## START MATERIAL SHOWN

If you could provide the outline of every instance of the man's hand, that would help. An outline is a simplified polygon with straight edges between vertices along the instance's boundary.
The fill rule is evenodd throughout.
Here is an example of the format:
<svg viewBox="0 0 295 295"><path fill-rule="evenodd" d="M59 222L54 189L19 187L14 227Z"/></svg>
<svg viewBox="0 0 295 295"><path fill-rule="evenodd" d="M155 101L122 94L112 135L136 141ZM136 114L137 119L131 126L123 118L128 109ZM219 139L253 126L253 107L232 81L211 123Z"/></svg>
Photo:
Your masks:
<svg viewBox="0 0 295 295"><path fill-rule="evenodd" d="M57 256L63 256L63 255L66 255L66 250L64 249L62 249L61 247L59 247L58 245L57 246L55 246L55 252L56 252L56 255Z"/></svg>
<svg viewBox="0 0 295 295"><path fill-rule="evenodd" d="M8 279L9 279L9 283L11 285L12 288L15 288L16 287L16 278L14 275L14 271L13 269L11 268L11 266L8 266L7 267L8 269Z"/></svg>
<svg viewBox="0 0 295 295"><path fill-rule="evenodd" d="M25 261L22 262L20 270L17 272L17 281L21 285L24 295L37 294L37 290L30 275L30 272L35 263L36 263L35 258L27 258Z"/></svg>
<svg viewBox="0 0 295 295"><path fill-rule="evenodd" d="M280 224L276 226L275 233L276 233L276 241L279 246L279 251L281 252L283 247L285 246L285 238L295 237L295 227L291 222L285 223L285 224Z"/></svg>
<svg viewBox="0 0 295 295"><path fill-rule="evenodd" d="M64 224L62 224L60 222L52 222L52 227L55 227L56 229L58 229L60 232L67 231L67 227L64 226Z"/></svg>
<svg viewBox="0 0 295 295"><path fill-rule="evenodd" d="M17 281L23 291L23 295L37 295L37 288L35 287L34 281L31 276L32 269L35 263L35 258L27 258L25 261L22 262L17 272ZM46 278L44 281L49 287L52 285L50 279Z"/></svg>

## END MATERIAL SHOWN

*EXERCISE*:
Could you output the listing above as a two-column CSV with the headers "prompt" and "response"? Give one row per request, with each field quoted and its line breaks turned into spaces.

*PROBLEM SOLUTION*:
prompt,response
"If you could provide the outline of every instance of the man's hand, that would help. An outline is a simplified polygon with straight edges between vertices along the instance's boundary. The fill rule is evenodd throughout. Here is an example of the format: <svg viewBox=""0 0 295 295""><path fill-rule=""evenodd"" d=""M59 222L54 189L19 187L14 227Z""/></svg> <svg viewBox=""0 0 295 295""><path fill-rule=""evenodd"" d=""M155 101L122 94L112 135L136 141ZM136 114L137 119L131 126L123 118L128 109ZM219 139L253 126L253 107L232 81L211 123Z""/></svg> Photo: Your masks:","<svg viewBox=""0 0 295 295""><path fill-rule=""evenodd"" d=""M57 256L63 256L63 255L66 255L66 250L64 249L62 249L61 247L59 247L58 245L57 246L55 246L55 252L56 252L56 255Z""/></svg> <svg viewBox=""0 0 295 295""><path fill-rule=""evenodd"" d=""M8 279L9 279L9 283L11 285L12 288L15 288L16 287L16 278L14 275L14 271L13 269L11 268L11 266L8 266L7 267L8 269Z""/></svg> <svg viewBox=""0 0 295 295""><path fill-rule=""evenodd"" d=""M25 261L22 262L20 270L17 272L17 281L21 285L24 295L37 294L37 290L30 275L30 272L35 263L36 263L35 258L27 258Z""/></svg> <svg viewBox=""0 0 295 295""><path fill-rule=""evenodd"" d=""M280 224L276 226L275 233L276 233L276 241L279 246L279 251L281 252L283 247L285 246L285 238L295 237L295 227L291 222L285 223L285 224Z""/></svg> <svg viewBox=""0 0 295 295""><path fill-rule=""evenodd"" d=""M64 224L62 224L60 222L52 222L52 227L55 227L56 229L58 229L60 232L67 231L67 227L64 226Z""/></svg> <svg viewBox=""0 0 295 295""><path fill-rule=""evenodd"" d=""M17 281L23 291L23 295L37 295L37 288L35 287L34 281L31 276L32 269L35 263L35 258L27 258L25 261L22 262L17 272ZM46 278L44 281L49 287L52 285L50 279Z""/></svg>"